## DATA SHOWN
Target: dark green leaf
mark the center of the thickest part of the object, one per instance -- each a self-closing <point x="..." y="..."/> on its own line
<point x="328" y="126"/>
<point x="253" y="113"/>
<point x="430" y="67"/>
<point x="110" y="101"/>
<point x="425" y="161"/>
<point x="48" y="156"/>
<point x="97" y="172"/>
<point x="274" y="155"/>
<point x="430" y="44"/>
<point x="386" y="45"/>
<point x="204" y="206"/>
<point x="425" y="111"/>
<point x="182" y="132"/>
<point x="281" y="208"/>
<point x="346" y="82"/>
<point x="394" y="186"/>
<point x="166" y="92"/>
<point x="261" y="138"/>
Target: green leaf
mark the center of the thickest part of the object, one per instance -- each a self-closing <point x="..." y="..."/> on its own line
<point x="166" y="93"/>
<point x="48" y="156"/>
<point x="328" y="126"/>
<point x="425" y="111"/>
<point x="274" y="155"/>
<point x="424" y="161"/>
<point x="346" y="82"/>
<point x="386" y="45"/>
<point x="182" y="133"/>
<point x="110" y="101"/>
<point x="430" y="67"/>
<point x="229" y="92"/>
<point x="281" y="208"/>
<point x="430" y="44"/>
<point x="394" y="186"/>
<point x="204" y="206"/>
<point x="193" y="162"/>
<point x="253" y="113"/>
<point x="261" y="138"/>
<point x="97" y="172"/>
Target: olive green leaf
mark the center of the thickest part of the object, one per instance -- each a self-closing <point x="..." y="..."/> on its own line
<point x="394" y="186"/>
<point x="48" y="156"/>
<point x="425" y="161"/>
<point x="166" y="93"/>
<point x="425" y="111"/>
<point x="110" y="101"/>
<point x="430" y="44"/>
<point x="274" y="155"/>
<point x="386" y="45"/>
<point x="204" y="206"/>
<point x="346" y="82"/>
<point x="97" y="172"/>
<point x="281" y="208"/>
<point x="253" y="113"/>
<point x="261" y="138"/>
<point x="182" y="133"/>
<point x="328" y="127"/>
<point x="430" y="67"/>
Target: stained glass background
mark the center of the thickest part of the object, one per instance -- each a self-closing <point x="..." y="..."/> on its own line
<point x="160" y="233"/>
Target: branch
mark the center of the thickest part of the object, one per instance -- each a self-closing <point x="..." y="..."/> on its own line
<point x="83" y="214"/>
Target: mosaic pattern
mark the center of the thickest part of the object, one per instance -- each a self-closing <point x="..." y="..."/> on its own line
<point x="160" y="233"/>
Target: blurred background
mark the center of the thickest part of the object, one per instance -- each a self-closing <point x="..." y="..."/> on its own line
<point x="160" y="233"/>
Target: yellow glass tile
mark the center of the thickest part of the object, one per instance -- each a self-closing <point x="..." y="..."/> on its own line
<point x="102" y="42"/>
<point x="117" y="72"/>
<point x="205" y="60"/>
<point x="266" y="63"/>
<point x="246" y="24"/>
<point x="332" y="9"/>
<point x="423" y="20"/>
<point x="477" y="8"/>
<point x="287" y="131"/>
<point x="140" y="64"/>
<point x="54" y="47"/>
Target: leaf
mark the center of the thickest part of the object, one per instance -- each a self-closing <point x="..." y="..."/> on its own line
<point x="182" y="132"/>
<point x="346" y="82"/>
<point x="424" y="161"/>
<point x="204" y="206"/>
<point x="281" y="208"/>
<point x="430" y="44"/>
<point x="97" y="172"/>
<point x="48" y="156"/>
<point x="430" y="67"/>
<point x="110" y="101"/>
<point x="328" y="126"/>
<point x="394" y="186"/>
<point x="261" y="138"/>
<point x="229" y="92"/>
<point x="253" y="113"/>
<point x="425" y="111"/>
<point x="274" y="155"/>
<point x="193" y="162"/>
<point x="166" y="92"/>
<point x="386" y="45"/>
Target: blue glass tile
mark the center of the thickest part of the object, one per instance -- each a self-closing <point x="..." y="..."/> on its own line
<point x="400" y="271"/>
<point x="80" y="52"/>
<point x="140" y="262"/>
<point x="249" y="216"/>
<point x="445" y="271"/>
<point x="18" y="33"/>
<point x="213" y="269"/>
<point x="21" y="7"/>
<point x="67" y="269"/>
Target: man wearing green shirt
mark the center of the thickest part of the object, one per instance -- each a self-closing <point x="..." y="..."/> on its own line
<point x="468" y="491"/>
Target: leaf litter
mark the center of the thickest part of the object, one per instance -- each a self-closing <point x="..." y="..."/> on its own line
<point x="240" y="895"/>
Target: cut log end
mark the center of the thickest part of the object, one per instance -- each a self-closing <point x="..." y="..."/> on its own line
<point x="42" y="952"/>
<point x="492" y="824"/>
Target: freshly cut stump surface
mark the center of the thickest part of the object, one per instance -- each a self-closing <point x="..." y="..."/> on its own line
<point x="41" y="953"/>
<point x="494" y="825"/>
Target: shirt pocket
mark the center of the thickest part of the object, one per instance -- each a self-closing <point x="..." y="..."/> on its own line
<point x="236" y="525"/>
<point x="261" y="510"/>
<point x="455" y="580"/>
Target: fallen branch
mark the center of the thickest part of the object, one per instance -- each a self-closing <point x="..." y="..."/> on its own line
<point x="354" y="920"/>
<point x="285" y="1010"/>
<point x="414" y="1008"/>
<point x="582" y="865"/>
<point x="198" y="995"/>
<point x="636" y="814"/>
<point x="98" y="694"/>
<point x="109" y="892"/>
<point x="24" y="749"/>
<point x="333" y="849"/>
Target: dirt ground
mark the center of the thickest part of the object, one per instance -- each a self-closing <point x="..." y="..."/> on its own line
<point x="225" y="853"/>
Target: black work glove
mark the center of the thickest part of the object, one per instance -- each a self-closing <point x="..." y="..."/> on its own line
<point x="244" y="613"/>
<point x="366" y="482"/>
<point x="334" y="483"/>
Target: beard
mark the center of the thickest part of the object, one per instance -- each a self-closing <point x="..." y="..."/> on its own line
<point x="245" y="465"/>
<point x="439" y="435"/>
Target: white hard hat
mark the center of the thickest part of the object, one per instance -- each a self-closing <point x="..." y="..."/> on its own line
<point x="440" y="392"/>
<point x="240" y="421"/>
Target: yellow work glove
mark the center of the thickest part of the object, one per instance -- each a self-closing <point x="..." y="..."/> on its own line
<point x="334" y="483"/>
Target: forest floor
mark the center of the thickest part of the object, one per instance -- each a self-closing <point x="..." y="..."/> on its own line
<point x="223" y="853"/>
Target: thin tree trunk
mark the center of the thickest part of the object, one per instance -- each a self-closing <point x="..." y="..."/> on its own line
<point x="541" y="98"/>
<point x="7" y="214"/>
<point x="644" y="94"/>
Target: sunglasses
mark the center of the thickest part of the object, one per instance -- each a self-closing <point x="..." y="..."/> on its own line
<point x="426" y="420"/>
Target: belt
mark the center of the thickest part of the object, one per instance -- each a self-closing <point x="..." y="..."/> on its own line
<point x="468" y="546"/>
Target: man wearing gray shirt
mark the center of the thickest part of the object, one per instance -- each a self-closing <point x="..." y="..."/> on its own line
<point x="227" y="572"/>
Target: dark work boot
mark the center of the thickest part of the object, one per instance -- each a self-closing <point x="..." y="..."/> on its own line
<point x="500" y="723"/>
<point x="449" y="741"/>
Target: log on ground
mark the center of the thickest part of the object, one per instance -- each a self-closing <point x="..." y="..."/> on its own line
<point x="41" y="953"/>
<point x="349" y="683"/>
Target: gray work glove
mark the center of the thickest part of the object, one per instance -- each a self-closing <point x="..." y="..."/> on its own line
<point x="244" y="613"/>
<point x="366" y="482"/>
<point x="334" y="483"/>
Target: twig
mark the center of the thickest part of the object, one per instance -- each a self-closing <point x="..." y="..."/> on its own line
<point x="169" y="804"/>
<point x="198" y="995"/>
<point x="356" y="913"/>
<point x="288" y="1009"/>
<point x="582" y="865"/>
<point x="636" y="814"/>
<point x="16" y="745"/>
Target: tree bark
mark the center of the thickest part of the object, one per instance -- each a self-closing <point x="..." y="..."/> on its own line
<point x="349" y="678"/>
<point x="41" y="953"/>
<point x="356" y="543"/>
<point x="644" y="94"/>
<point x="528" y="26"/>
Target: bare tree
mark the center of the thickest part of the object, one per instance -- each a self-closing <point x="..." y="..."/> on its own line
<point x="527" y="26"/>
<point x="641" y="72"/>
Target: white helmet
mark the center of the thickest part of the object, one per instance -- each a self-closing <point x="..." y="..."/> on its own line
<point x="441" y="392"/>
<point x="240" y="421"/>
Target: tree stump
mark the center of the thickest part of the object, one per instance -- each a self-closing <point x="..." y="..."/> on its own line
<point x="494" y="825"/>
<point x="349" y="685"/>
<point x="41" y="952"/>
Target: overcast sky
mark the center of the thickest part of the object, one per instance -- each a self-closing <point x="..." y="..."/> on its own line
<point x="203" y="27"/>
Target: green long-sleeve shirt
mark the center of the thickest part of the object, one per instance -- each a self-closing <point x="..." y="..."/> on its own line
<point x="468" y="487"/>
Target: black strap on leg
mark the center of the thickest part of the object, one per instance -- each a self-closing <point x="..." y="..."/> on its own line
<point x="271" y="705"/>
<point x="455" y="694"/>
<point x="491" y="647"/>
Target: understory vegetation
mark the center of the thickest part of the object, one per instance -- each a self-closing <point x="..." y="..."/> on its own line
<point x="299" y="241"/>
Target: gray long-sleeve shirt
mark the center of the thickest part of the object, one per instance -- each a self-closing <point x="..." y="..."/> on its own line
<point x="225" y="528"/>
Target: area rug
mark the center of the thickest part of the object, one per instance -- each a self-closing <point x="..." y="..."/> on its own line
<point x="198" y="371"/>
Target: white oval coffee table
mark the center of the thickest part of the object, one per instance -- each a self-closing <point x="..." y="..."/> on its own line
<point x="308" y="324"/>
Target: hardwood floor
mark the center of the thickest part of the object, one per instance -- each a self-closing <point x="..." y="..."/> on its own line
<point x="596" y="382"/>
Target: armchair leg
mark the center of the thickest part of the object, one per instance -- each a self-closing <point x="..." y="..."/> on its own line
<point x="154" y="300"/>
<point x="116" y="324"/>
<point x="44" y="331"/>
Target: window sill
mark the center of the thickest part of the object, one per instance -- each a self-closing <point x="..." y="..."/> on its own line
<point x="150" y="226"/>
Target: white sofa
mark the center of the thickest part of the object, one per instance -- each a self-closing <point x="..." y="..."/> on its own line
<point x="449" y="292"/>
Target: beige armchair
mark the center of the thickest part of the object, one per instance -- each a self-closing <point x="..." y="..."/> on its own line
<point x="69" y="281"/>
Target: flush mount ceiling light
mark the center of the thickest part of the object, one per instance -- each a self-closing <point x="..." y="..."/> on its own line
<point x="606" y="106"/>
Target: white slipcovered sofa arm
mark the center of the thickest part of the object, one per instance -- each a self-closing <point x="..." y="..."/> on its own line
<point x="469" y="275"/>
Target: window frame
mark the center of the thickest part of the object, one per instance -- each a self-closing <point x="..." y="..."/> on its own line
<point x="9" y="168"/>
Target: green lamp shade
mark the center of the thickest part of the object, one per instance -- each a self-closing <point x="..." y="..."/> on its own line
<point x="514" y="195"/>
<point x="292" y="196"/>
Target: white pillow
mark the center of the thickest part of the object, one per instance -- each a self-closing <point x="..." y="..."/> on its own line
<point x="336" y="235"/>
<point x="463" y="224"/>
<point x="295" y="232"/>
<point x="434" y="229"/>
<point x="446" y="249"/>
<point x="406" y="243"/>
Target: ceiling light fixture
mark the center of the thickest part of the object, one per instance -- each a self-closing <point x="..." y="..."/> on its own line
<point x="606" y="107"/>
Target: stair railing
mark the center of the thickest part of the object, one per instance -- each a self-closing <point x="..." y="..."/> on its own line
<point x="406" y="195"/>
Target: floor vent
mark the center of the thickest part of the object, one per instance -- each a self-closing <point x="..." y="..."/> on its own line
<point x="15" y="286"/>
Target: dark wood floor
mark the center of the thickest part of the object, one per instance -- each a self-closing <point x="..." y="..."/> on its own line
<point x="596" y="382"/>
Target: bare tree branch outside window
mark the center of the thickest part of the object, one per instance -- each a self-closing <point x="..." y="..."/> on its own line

## TASK REQUIREMENTS
Nothing past the line containing "Target: green leaf" should be restated; transcribe the material exactly from its first line through that line.

## TASK RESPONSE
Target: dark green leaf
mark the center of the thickest part of the object, one per instance -- each a self-closing <point x="..." y="..."/> on its own line
<point x="328" y="126"/>
<point x="253" y="113"/>
<point x="430" y="67"/>
<point x="110" y="101"/>
<point x="425" y="161"/>
<point x="48" y="156"/>
<point x="97" y="172"/>
<point x="274" y="155"/>
<point x="430" y="44"/>
<point x="386" y="45"/>
<point x="204" y="206"/>
<point x="425" y="111"/>
<point x="182" y="132"/>
<point x="281" y="208"/>
<point x="346" y="82"/>
<point x="394" y="186"/>
<point x="166" y="92"/>
<point x="261" y="138"/>
Target: green leaf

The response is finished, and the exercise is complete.